** Records for the task **
========================================================================
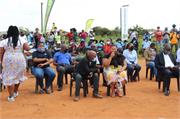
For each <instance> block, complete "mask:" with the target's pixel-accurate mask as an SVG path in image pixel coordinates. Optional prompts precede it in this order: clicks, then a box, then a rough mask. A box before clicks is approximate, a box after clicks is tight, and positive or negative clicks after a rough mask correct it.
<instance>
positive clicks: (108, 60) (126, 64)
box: [103, 46, 127, 96]
mask: <svg viewBox="0 0 180 119" xmlns="http://www.w3.org/2000/svg"><path fill="white" fill-rule="evenodd" d="M103 66H104V75H105V79H106V81H107V85H110V87H111V90H112V96H115V93H117V94H118V95H119V96H122V94H120V93H121V90H122V87H123V86H124V85H125V83H126V82H127V74H126V71H125V70H126V66H127V64H126V61H125V57H124V56H123V55H122V54H121V53H119V52H118V51H117V47H116V46H112V47H111V53H110V54H109V55H106V56H105V57H104V58H103ZM115 87H116V88H117V90H116V92H115Z"/></svg>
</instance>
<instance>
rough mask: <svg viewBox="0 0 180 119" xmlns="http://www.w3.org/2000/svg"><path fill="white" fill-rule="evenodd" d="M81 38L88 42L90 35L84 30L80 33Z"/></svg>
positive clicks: (81, 31)
mask: <svg viewBox="0 0 180 119" xmlns="http://www.w3.org/2000/svg"><path fill="white" fill-rule="evenodd" d="M79 37H80V39H81V40H82V41H85V42H86V38H87V37H88V33H87V32H85V31H84V30H82V31H81V32H80V33H79Z"/></svg>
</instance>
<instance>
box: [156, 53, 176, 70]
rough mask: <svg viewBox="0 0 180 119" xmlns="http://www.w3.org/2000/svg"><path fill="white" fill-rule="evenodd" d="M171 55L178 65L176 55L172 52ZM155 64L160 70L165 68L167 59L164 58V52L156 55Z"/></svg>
mask: <svg viewBox="0 0 180 119" xmlns="http://www.w3.org/2000/svg"><path fill="white" fill-rule="evenodd" d="M169 57H170V59H171V61H172V63H173V64H174V65H176V59H175V58H174V55H173V54H172V53H170V54H169ZM155 66H156V68H157V69H158V70H160V71H162V70H164V69H165V60H164V55H163V52H161V53H160V54H157V55H156V57H155Z"/></svg>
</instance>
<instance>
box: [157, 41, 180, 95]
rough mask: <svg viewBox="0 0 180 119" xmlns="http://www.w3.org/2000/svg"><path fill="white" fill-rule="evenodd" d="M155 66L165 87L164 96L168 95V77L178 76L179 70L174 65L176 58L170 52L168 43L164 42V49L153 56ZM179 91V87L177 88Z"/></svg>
mask: <svg viewBox="0 0 180 119" xmlns="http://www.w3.org/2000/svg"><path fill="white" fill-rule="evenodd" d="M155 66H156V68H157V69H158V75H160V77H162V79H163V81H164V87H165V90H164V91H165V92H164V95H165V96H169V94H170V91H169V87H170V79H171V77H177V78H179V70H178V66H177V65H176V60H175V58H174V56H173V54H172V53H171V46H170V44H168V43H166V44H164V51H163V52H161V53H160V54H158V55H157V56H156V58H155ZM178 90H179V91H180V89H178Z"/></svg>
========================================================================
In the rows above, report each line that contains the string "fill". Case counts.

** Written solution **
mask: <svg viewBox="0 0 180 119" xmlns="http://www.w3.org/2000/svg"><path fill="white" fill-rule="evenodd" d="M103 66H104V75H105V79H106V81H107V85H110V87H111V90H112V96H115V93H117V94H118V95H119V96H122V94H120V93H121V90H122V87H123V86H124V85H125V83H126V82H127V74H126V71H125V70H126V66H127V64H126V61H125V57H124V56H123V55H122V54H121V53H119V52H118V51H117V47H116V46H112V47H111V53H110V54H109V55H106V56H105V57H104V58H103ZM115 87H116V88H117V90H116V92H115Z"/></svg>
rough mask: <svg viewBox="0 0 180 119" xmlns="http://www.w3.org/2000/svg"><path fill="white" fill-rule="evenodd" d="M81 38L88 42L90 35L84 30L80 33Z"/></svg>
mask: <svg viewBox="0 0 180 119" xmlns="http://www.w3.org/2000/svg"><path fill="white" fill-rule="evenodd" d="M79 37H80V39H81V40H82V41H85V42H86V38H87V37H88V33H87V32H85V31H84V30H82V31H81V32H80V33H79Z"/></svg>
rough mask: <svg viewBox="0 0 180 119" xmlns="http://www.w3.org/2000/svg"><path fill="white" fill-rule="evenodd" d="M171 55L178 65L176 55L172 52ZM155 64L160 70L165 68L167 59L164 58V52L156 55Z"/></svg>
mask: <svg viewBox="0 0 180 119" xmlns="http://www.w3.org/2000/svg"><path fill="white" fill-rule="evenodd" d="M169 57H170V59H171V61H172V63H173V64H174V65H176V59H175V58H174V55H173V54H172V53H170V54H169ZM155 66H156V68H157V69H158V70H160V71H162V70H164V69H165V60H164V55H163V52H161V53H160V54H157V55H156V57H155Z"/></svg>
rough mask: <svg viewBox="0 0 180 119" xmlns="http://www.w3.org/2000/svg"><path fill="white" fill-rule="evenodd" d="M155 66L165 87L164 96L168 95V77L178 76L179 70L174 65L176 58L170 52L168 43L164 42V49L153 56ZM179 91V87L177 88Z"/></svg>
mask: <svg viewBox="0 0 180 119" xmlns="http://www.w3.org/2000/svg"><path fill="white" fill-rule="evenodd" d="M155 66H156V68H157V69H158V75H160V77H162V79H163V81H164V87H165V90H164V91H165V92H164V95H165V96H169V94H170V91H169V87H170V79H171V77H177V78H179V70H178V66H177V65H176V60H175V58H174V56H173V54H172V53H171V46H170V44H168V43H166V44H164V51H163V52H161V53H160V54H158V55H157V56H156V58H155ZM178 90H179V91H180V89H178Z"/></svg>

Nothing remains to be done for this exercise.